Required task A:
Answer these questions from the article on Queensland's emergency management framework:
(i) At what site was the Emergency Management Assurance Framework launched?
(ii) What title does Iain MacKenzie hold?
(iii) What did Minister Dempsey call the framework in the revitalisation of disaster management in Queensland?
Required task B:
Name every person mentioned in the article on Queensland's emergency management framework.
Required task C:
In the article on Queensland's emergency management framework, quote the passage between "The initiative is" and "Mr Dempsey said.", inclusive.

Excerpt:
——
PLANNING for the worst and hoping for the best when Mother Nature comes to our door is Minister Jack Dempsey's vision for improving emergency management across Queensland.
Mr Dempsey, Minister for Police, Fire and Emergency Services, joined Inspector-General Emergency Management Iain MacKenzie, Member for Keppel Bruce Young and Livingstone Mayor Bill Ludwig at Yeppoon's Cyclone Shelter last week to launch the Emergency Management Assurance Framework and announce a review of cyclone shelters.
The initiative is being driven to ensure Queensland families will be safer as the State enters a new era of disaster management.
Minister Dempsey said the framework was the cornerstone in the revitalisation of disaster management in Queensland.
He said places like Yeppoon where Local Government was working with the state were the pinnacle of how it could work.
"The innovation framework will provide the catalyst for a more consistent approach among agencies to disaster management in the state.
"But, above all, it will mean that Queensland families and anyone who is caught in a disaster will be safer," Mr Dempsey said.
"It will also see closer working relationships, a reduction of red tape and improved coordination in disaster and emergency response.
——
Supplied information:

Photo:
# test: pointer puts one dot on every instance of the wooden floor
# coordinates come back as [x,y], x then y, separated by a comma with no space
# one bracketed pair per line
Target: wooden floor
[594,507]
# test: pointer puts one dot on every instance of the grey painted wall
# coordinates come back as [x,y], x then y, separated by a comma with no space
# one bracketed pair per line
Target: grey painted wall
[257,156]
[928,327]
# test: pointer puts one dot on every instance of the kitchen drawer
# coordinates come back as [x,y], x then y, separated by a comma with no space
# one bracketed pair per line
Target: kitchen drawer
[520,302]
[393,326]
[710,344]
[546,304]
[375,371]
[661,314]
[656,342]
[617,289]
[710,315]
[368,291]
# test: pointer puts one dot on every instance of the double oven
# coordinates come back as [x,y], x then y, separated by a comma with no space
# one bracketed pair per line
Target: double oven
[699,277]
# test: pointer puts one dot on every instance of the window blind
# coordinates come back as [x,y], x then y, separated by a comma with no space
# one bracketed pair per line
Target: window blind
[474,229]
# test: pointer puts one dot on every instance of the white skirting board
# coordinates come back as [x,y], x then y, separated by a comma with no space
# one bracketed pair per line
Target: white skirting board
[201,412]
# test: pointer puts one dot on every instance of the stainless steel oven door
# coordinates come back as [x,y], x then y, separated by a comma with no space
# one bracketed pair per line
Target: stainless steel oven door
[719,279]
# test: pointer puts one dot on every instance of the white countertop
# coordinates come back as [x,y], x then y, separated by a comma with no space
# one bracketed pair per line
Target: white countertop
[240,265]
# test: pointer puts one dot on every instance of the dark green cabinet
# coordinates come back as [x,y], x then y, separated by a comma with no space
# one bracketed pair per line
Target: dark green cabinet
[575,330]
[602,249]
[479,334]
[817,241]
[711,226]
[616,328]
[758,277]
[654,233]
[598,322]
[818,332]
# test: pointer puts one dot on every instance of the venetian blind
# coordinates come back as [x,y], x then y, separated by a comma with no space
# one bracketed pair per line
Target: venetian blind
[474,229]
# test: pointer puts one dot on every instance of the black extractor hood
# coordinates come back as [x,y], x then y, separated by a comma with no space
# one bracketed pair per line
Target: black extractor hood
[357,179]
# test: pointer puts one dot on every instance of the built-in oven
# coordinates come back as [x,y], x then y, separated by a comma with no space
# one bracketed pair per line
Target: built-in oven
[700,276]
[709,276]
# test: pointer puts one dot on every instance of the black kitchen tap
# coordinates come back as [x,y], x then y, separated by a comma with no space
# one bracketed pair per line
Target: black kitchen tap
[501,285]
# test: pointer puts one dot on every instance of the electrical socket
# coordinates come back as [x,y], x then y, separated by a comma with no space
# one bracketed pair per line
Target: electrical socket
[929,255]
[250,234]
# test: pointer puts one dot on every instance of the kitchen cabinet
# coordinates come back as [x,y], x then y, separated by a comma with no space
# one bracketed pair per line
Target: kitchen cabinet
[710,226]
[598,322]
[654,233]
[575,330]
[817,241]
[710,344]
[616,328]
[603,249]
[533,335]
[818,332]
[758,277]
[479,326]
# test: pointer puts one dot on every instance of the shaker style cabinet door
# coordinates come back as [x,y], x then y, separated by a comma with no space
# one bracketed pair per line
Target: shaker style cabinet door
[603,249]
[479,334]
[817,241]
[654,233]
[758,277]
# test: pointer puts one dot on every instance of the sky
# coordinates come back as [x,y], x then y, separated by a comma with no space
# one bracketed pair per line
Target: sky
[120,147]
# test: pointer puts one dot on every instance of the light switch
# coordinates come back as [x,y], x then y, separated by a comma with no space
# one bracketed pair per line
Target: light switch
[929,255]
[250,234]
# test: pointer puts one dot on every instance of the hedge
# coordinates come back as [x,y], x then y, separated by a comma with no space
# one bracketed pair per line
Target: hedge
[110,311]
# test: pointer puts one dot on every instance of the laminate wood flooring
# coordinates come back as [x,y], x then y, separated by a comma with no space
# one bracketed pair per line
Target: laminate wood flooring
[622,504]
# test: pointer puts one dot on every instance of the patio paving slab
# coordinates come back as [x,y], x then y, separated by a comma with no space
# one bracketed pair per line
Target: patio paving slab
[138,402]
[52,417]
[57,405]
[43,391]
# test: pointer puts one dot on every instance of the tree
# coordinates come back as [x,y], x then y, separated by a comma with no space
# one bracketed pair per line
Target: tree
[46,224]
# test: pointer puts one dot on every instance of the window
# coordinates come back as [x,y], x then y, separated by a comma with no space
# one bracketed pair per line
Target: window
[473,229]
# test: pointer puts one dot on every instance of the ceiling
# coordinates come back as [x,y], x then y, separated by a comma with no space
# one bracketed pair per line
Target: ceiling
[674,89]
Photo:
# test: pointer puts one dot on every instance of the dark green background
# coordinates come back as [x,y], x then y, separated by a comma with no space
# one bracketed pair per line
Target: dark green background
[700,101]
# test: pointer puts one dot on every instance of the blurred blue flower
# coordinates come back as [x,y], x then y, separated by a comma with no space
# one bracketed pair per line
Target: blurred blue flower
——
Exercise response A:
(i) Yeppoon's Cyclone Shelter
(ii) Inspector-General Emergency Management
(iii) The cornerstone

Exercise response B:
Jack Dempsey
Iain MacKenzie
Bruce Young
Bill Ludwig

Exercise response C:
The initiative is being driven to ensure Queensland families will be safer as the State enters a new era of disaster management.
Minister Dempsey said the framework was the cornerstone in the revitalisation of disaster management in Queensland.
He said places like Yeppoon where Local Government was working with the state were the pinnacle of how it could work.
"The innovation framework will provide the catalyst for a more consistent approach among agencies to disaster management in the state.
"But, above all, it will mean that Queensland families and anyone who is caught in a disaster will be safer," Mr Dempsey said.